◆ Study text
|---|
Tesla V100 GPUs are now generally available
We are pleased to bring our NVIDIA V100 graphics processing units (GPUs) with NVLink to general availability. These GPUs offer serious power for complex computational workloads. Our V100 offering, together with our K80, P100 and P4 GPUs, are all great for speeding up many CUDA-powered compute and HPC workloads. The V100 GPU stands out in particular for machine learning workloads. Each V100 GPU has 640 tensor cores and offers up to 125 TFLOPS of mixed precision ML performance. This means that you can get up to a petaFLOP of ML performance in a single virtual machine (VM), making for a very powerful processing tool for ML training and inference workloads. In addition, for the most demanding workloads, we offer our high-speed NVLink network between GPUs at up to 300GB/s and optional local SSD for fast disk I/O.
Since our beta launch, we’ve improved our overall V100 GPU offering by making it easier, faster, and cheaper to use, along with adding flexibility. Our V100 GPUs are accessible via our infrastructure services, Google Compute Engine and Kubernetes Engine, as well as our managed services, Cloud Machine Learning Engine and Dataproc.
We are excited to see what you’ll do with these GPUs. One V100 customer that uses both Compute and Kubernetes Engine is OpenAI, which works on developing and promoting safe artificial general intelligence. They use our V100 and P100 GPUs, together with preemptible CPU-only virtual machines (VMs), to run large reinforcement learning jobs to train AI to play cooperatively in multiplayer games and prepare for The International Dota 2 competition.
At OpenAI, we run large-scale reinforcement learning jobs using 100,000+ preemptible CPU cores and 1,000+ GPUs. Google Cloud Platform's support has been extremely helpful—they put effort into understanding the cloud architecture of our application, provided design recommendations and tuned their platform to support our use cases better.
|---|
◆ Excerpted data
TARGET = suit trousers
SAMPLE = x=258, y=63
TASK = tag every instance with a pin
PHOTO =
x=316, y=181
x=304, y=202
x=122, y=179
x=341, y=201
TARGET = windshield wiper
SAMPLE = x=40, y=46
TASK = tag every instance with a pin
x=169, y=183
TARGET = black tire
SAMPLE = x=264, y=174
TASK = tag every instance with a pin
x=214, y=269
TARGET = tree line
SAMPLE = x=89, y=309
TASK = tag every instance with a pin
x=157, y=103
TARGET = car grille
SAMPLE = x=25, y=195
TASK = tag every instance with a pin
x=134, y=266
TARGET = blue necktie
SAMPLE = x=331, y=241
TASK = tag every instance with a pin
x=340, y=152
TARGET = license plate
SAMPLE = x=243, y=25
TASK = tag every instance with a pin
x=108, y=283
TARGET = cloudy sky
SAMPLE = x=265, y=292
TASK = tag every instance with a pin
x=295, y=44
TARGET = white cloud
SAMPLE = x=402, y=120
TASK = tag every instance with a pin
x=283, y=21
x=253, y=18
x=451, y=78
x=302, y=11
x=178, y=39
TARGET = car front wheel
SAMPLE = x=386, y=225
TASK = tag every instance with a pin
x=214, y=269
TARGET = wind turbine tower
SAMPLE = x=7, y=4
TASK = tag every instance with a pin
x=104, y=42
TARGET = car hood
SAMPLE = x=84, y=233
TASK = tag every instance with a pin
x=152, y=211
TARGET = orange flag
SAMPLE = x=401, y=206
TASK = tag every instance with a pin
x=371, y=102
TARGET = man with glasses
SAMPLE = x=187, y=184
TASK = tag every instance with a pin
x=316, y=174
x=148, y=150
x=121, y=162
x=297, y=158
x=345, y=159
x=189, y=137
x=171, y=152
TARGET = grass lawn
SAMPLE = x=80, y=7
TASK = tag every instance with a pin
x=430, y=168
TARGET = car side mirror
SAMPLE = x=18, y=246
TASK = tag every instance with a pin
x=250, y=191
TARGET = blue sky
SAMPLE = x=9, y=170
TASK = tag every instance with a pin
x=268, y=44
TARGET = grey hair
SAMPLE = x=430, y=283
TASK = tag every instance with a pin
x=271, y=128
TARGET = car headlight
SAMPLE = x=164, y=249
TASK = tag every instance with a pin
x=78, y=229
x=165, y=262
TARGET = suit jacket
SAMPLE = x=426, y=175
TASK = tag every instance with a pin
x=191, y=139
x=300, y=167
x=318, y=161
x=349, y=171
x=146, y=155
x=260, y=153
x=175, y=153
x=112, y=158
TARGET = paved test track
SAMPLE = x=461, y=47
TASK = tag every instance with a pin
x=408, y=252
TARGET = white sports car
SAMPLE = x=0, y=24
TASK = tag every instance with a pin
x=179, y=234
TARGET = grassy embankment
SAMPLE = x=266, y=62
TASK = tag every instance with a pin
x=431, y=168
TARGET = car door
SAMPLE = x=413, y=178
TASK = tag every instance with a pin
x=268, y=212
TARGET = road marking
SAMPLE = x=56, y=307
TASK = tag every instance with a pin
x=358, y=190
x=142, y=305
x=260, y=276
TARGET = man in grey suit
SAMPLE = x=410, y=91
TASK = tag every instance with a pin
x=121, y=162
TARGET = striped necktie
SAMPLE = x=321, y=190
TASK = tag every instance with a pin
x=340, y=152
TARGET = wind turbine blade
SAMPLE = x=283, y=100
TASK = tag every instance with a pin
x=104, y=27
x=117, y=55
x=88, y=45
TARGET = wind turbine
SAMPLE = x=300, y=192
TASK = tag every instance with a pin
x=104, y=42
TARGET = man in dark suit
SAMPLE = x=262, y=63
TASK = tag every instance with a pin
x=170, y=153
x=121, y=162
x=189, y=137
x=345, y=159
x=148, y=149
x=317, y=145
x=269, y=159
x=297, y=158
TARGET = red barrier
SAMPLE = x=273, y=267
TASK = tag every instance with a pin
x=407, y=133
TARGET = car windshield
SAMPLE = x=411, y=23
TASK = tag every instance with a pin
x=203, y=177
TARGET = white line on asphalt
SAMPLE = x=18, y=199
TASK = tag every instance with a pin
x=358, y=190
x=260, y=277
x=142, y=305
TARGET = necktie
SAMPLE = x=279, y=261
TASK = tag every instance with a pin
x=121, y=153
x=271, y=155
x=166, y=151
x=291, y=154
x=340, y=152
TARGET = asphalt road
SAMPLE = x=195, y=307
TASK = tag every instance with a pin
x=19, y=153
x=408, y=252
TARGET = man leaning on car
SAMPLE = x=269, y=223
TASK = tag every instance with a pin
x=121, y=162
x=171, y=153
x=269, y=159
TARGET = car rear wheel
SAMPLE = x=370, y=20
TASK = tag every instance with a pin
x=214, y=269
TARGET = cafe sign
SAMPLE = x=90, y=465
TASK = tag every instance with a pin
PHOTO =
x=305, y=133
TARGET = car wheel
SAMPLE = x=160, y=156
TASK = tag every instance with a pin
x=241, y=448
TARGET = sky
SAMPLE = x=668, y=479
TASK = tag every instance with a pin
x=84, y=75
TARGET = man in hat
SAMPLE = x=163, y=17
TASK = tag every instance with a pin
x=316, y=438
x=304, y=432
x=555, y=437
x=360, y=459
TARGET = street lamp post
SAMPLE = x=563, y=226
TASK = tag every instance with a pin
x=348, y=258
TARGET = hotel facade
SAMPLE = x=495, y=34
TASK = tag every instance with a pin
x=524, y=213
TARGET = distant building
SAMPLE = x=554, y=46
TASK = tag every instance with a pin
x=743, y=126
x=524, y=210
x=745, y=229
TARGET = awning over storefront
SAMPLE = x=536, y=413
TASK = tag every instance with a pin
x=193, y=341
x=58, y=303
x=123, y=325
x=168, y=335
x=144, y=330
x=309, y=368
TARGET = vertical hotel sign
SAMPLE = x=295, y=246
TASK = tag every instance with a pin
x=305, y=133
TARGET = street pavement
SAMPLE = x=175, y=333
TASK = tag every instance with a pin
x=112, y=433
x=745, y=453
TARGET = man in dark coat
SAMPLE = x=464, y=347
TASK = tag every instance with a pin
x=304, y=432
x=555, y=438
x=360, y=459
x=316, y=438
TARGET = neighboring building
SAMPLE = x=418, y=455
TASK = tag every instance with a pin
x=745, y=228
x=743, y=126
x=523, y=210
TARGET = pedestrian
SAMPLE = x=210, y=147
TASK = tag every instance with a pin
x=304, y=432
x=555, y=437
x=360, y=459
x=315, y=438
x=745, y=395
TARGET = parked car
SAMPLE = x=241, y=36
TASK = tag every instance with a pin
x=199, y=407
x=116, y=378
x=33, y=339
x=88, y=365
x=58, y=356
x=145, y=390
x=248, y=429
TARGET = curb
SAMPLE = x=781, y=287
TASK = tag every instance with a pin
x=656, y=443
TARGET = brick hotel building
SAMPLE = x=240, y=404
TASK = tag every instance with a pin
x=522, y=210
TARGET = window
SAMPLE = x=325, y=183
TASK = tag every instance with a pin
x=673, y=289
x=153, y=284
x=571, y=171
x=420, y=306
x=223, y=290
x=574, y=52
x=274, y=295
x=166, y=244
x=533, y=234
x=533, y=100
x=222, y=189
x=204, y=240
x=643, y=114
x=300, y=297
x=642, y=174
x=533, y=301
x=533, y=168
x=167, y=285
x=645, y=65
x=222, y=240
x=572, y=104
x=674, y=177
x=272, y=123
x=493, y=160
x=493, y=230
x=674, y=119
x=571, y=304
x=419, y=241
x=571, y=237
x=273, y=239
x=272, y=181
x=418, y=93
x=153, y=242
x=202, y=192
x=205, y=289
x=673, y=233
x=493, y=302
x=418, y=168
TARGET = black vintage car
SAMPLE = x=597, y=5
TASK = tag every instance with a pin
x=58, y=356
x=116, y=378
|---|
◆ Task list
1. Which services does the Tesla V100 announcement name as the way to access its V100 GPUs?
2. Proceed with the Tesla V100 announcement, picking up after its last sentence.

◆ Your responses
1. Google Compute Engine, Kubernetes Engine, Cloud Machine Learning Engine, Dataproc

2.
Here’s what we’ve added to the V100 GPU offering during the beta.
First, we increased flexibility by adding support for attaching two or four V100s to a VM, which means there’s now support for attaching one, two, four or eight V100s per VM. This is important as it allows you to match your workload to the optimal amount of GPU power. This plus our custom VM feature allow you to create a VM shape with the CPU, memory, storage and V100 GPU performance that meets your needs.
Second, we made it easier to get started with GPUs on Compute Engine for ML and other compute workloads by offering new performance- and workload-optimized pre-configured operating system images. Simply create a VM with a GPU, choose one of these with pre-installed libraries and get started. These images work for all GPU platforms—K80, P100, P4 and V100— and come in three flavors: TensorFlow, PyTorch, and Base. All three of them include the latest versions of the NVIDIA tools they depend on: CUDA 9.2, CuDNN 7.2 and NCCL 2.2, and are a good fit for ML workloads. The base image can also be used for other compute workloads, like HPC, that come with preconfigured GPU drivers. Using these images brings you the performance optimizations for using GPUs on GCP, and in particular really helps when using multiple V100 GPUs with NVLink for deep learning workloads. To find out more and to get started, check out our image documentation.
Third, we lowered our preemptible GPU pricing for all GPU platforms, including for V100s, to 70% off on-demand pricing. This provides any organization with an extremely low-cost compute offering and eliminates having to deal with the fluctuating prices of an auction system. This is critical if you are doing ML or HPC work with a limited budget but are flexible enough to handle the limitations that come with preemptible VMs, like max life of 24 hours.